### Task directions:
Copy the lines below word for word, without the pictures.

----------------------------------------

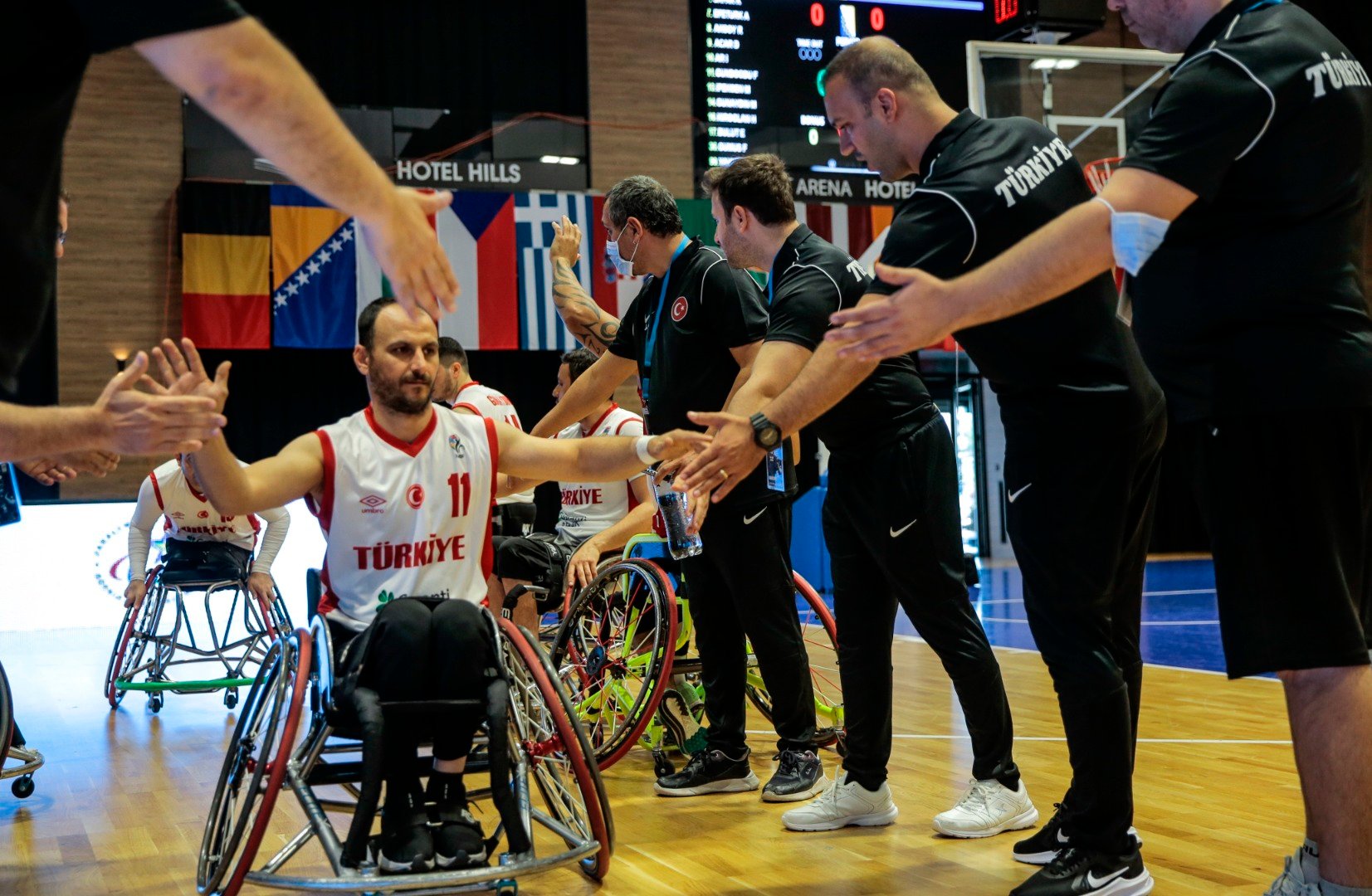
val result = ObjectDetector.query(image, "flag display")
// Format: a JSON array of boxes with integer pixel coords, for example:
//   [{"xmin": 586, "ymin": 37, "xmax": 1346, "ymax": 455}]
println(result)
[
  {"xmin": 181, "ymin": 183, "xmax": 893, "ymax": 351},
  {"xmin": 271, "ymin": 184, "xmax": 357, "ymax": 348},
  {"xmin": 180, "ymin": 183, "xmax": 271, "ymax": 348}
]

----------------------------------------

### Solution below:
val result = ObjectDetector.query(image, "flag display")
// Format: a JSON array of boxes with integer pixel coords, for example:
//   [{"xmin": 586, "ymin": 37, "xmax": 1346, "ymax": 455}]
println(result)
[
  {"xmin": 181, "ymin": 183, "xmax": 893, "ymax": 351},
  {"xmin": 271, "ymin": 184, "xmax": 357, "ymax": 348},
  {"xmin": 180, "ymin": 183, "xmax": 271, "ymax": 348}
]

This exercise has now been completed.